* [Records for labeling locations]:

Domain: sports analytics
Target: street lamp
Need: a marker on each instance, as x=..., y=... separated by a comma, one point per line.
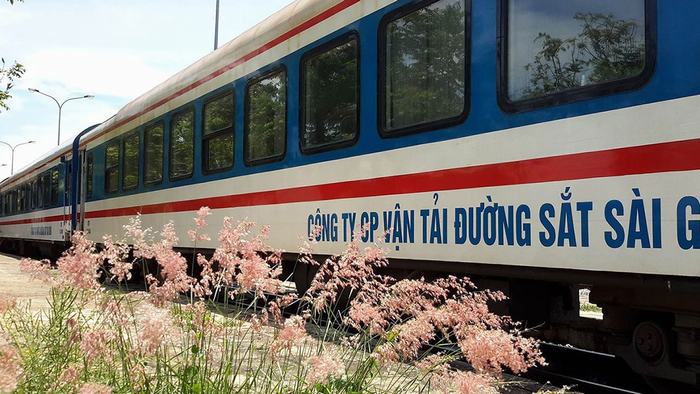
x=60, y=107
x=12, y=148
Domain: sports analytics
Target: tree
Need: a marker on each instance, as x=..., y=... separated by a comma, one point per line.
x=7, y=77
x=606, y=49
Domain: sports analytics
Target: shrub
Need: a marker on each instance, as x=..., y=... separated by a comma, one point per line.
x=393, y=336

* [What the task asks]: Write out all the records again, swapping "instance" for "occurrence" wherever it occurs and leaving everything else unchanged. Omit the pictures from your answer.

* [Task response]:
Domain: sports analytics
Target: street lamp
Need: a marker on each occurrence, as x=..., y=... separated by a comma, one point per line.
x=60, y=107
x=12, y=148
Domain: sports analytics
Target: tree
Need: a marker on each occurrence, as x=..., y=... separated by a comma, one point per line.
x=7, y=77
x=606, y=49
Domain: sports analytics
Target: shrub
Need: a marker on each occurrence, as x=..., y=... separated by a comma, one point per line.
x=393, y=336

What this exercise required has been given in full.